For the data below, give the number of lines containing "tower" and nothing more.

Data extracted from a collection
┄┄┄┄┄┄┄┄┄┄
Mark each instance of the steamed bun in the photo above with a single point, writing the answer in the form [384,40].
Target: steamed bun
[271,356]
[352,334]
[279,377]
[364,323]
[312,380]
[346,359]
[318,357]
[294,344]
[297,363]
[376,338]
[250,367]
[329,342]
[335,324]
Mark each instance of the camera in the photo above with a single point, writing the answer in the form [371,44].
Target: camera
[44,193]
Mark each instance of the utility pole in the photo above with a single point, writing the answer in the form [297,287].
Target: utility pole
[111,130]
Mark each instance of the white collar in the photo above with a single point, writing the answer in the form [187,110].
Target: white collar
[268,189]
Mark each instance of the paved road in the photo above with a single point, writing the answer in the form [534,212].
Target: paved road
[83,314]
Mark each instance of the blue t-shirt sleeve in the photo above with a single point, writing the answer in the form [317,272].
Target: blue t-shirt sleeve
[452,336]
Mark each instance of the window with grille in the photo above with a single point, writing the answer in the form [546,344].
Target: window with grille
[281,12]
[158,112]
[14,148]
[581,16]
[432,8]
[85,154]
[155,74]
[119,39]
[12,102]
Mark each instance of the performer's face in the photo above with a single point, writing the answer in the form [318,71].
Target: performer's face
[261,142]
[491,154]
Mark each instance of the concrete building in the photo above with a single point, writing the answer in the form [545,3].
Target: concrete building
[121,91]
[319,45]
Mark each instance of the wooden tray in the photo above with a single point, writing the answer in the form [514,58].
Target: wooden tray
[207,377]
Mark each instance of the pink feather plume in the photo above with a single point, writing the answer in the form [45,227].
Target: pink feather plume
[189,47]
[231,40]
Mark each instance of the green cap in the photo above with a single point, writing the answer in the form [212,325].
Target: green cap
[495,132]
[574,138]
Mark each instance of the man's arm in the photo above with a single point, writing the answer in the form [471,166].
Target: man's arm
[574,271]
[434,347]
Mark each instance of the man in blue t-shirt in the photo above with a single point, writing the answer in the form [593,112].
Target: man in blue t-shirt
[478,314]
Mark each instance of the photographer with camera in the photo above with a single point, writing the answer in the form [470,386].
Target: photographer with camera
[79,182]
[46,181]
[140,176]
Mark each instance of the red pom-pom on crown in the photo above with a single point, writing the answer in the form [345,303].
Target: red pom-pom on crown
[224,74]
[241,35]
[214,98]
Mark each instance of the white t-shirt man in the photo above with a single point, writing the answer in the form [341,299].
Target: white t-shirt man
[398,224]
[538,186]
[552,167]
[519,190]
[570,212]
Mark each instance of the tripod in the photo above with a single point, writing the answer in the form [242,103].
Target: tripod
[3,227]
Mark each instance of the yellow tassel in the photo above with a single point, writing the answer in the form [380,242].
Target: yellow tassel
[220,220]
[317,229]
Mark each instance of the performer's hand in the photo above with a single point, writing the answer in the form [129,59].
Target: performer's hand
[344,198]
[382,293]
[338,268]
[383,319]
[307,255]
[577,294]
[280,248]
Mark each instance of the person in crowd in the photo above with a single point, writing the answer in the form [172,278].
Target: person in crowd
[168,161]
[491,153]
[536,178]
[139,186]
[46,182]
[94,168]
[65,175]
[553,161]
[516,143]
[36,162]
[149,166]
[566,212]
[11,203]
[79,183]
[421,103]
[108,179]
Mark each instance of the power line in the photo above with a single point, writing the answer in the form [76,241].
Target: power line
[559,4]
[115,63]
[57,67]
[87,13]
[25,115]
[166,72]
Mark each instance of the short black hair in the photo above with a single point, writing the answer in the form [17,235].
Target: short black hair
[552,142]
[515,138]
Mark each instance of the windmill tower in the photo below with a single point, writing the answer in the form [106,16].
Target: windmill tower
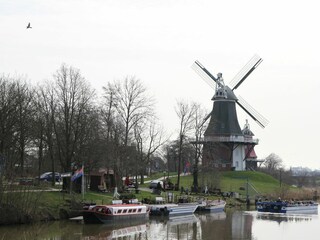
┄┄┄┄┄┄┄┄┄┄
◆ **Result of the task**: 2